++++ Material to process ++++

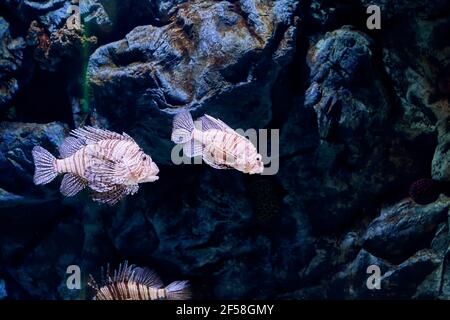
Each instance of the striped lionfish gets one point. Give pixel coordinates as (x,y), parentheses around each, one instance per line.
(220,146)
(134,283)
(110,164)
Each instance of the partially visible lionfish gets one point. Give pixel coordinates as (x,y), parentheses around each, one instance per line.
(130,282)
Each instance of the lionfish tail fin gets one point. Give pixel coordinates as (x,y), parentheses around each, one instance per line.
(45,164)
(183,126)
(179,290)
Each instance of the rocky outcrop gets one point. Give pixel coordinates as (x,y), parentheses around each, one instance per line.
(11,62)
(363,116)
(213,57)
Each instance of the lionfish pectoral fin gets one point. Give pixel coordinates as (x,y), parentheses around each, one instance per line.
(110,197)
(183,126)
(72,184)
(209,160)
(69,146)
(132,189)
(45,164)
(192,148)
(179,290)
(103,172)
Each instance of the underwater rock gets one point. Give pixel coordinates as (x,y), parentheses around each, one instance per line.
(404,228)
(3,293)
(214,57)
(11,62)
(16,162)
(348,104)
(415,56)
(106,18)
(41,270)
(52,14)
(351,282)
(425,191)
(407,279)
(440,167)
(63,45)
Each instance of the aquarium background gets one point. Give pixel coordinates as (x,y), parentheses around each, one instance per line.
(363,116)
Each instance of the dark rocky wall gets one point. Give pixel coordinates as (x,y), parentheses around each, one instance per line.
(363,114)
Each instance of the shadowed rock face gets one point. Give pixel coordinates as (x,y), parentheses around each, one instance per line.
(363,116)
(213,57)
(11,60)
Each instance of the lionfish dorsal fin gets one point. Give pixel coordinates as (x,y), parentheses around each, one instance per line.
(92,135)
(147,277)
(69,146)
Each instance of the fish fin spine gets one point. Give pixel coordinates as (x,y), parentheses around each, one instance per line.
(72,184)
(183,127)
(179,290)
(70,146)
(45,166)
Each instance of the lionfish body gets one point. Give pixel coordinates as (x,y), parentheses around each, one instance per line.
(112,165)
(220,146)
(135,283)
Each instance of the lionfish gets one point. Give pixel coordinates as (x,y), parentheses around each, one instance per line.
(110,164)
(220,146)
(130,282)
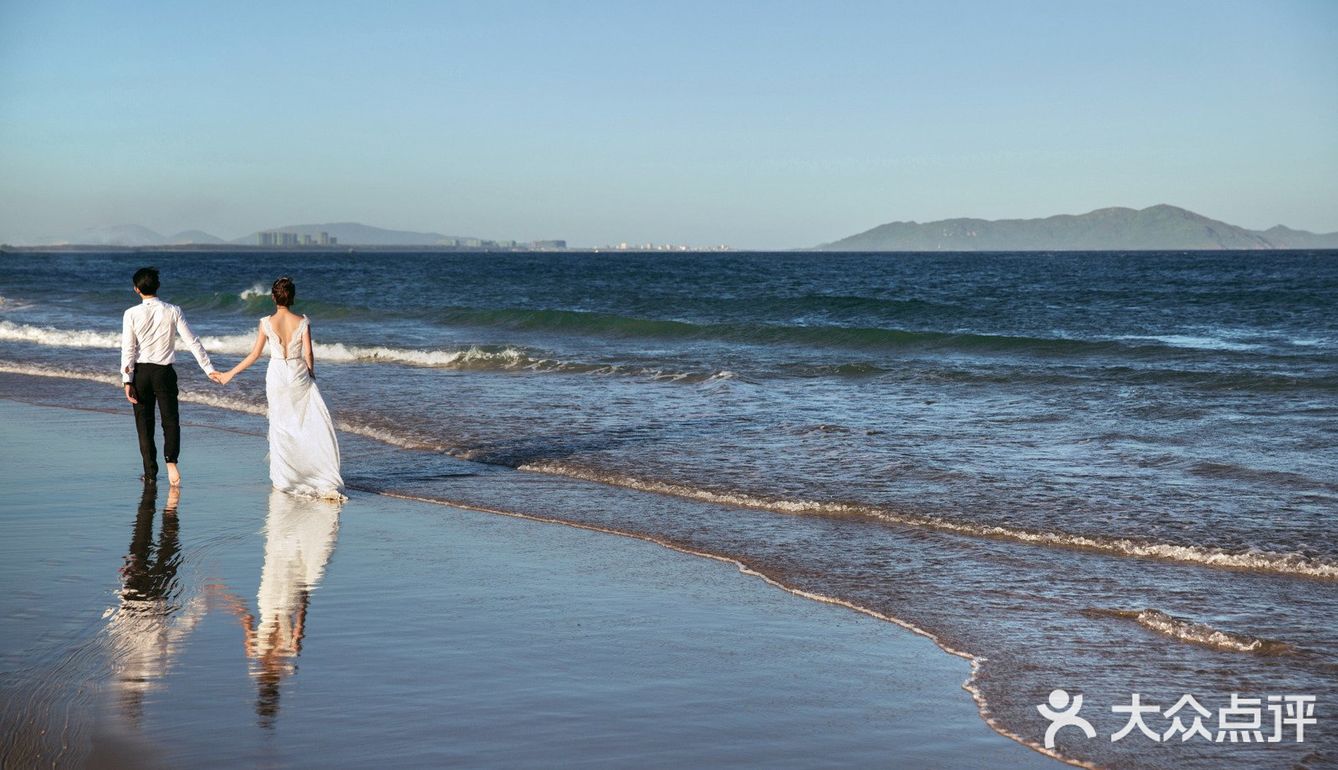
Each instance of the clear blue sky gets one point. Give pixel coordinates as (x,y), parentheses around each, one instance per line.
(766,125)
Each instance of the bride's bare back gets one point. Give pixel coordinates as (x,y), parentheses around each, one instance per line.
(284,322)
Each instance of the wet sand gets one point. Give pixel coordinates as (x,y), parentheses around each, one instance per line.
(254,630)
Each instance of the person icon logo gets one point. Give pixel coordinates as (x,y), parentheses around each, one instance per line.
(1063,711)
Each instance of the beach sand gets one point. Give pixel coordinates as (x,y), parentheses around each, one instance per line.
(256,630)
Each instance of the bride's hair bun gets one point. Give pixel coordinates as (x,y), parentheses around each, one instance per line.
(284,292)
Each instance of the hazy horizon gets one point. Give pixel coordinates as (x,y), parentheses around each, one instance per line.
(759,126)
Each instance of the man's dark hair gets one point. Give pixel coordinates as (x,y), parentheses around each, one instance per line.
(146,280)
(284,292)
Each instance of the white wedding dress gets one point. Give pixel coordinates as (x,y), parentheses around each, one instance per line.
(303,446)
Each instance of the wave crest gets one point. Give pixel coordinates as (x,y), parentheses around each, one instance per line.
(1194,632)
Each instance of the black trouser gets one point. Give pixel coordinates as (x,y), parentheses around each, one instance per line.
(157,383)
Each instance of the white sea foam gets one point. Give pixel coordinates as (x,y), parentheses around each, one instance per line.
(470,358)
(1195,632)
(1216,557)
(241,346)
(1192,342)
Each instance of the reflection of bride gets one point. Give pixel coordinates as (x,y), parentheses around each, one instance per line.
(299,540)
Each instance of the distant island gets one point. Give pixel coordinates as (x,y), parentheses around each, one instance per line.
(340,235)
(1155,228)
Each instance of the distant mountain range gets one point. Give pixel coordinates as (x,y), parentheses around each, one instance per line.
(1156,228)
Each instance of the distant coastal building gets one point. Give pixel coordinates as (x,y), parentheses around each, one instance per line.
(281,239)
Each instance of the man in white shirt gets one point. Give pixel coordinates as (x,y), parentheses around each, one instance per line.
(147,348)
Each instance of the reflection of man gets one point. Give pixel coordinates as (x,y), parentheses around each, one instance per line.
(299,539)
(150,626)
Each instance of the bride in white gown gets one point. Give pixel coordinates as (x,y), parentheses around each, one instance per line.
(303,447)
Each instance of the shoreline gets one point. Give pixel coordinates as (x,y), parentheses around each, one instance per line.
(812,618)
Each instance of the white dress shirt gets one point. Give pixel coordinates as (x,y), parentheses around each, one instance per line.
(149,335)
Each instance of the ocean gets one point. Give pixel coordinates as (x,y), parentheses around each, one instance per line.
(1108,473)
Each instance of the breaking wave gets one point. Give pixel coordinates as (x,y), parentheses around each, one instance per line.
(1194,632)
(506,358)
(1218,557)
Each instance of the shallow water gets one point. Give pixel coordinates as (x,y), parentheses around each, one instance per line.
(1112,473)
(232,626)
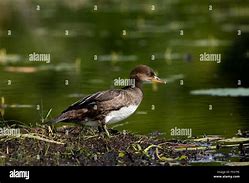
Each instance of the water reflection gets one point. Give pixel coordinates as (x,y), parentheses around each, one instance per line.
(89,50)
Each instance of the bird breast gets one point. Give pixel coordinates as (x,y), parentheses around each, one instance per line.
(121,114)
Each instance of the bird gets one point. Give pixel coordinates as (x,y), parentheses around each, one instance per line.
(110,106)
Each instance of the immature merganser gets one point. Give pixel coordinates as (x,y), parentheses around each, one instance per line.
(110,106)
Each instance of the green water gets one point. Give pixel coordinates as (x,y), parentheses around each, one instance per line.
(148,32)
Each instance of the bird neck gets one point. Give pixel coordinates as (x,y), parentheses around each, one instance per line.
(138,82)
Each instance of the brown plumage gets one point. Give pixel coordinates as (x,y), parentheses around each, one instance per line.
(109,106)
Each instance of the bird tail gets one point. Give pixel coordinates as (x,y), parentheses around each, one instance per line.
(55,120)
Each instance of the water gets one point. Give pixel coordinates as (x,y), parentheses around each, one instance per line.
(89,50)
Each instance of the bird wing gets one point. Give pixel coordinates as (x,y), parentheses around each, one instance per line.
(85,108)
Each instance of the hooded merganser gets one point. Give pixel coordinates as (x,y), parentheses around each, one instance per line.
(110,106)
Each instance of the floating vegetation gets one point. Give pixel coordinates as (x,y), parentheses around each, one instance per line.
(231,92)
(21,69)
(76,146)
(200,42)
(8,58)
(174,78)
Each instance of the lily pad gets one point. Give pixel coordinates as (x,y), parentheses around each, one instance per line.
(231,92)
(235,139)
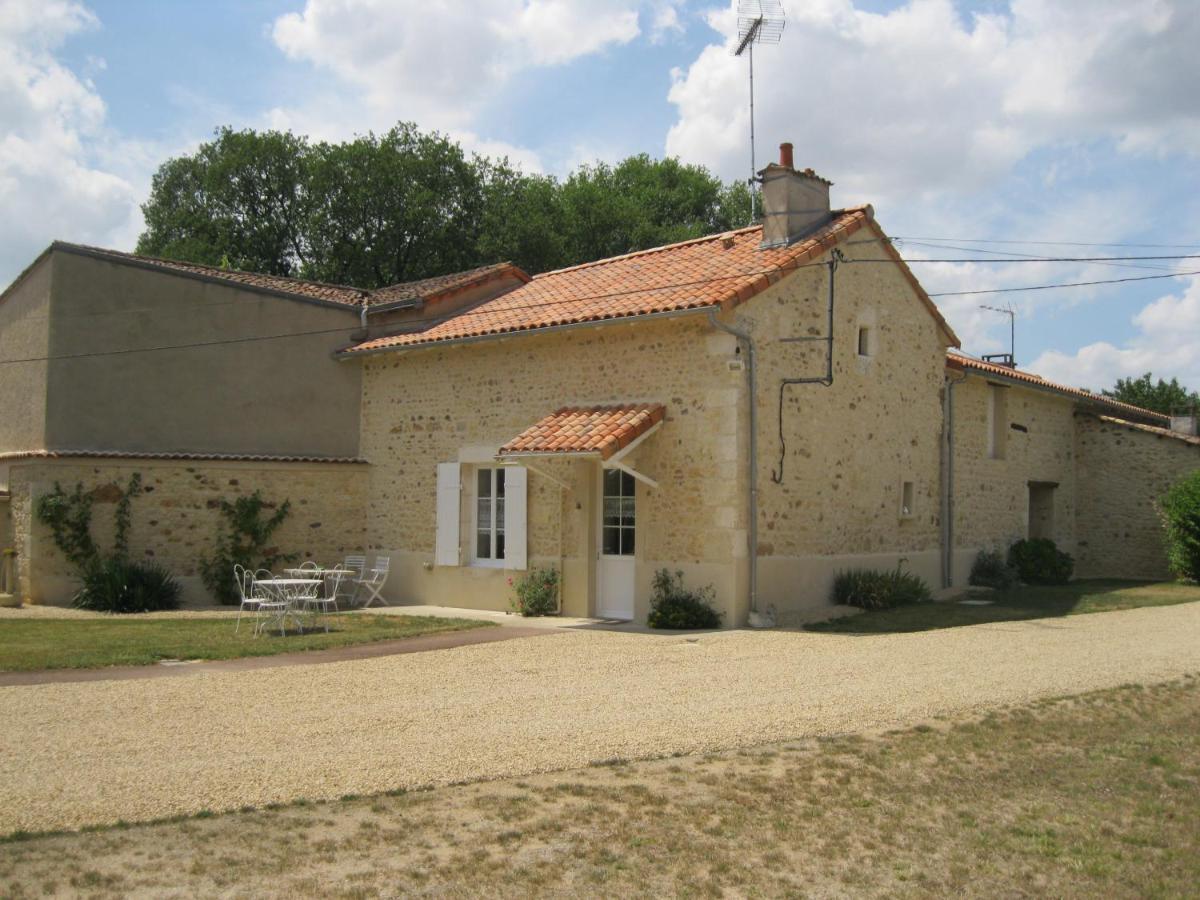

++++

[What you should do]:
Locate each line in the lines above that contains the word "rocky" and copy it out.

[Task response]:
Each instance of the rocky outcrop gets one point. Give pixel coordinates as (x,y), parentheses around each, one instance per line.
Each instance of the dark rocky wall gets one point. Give pixel coordinates as (x,y), parentheses around each, one instance per line.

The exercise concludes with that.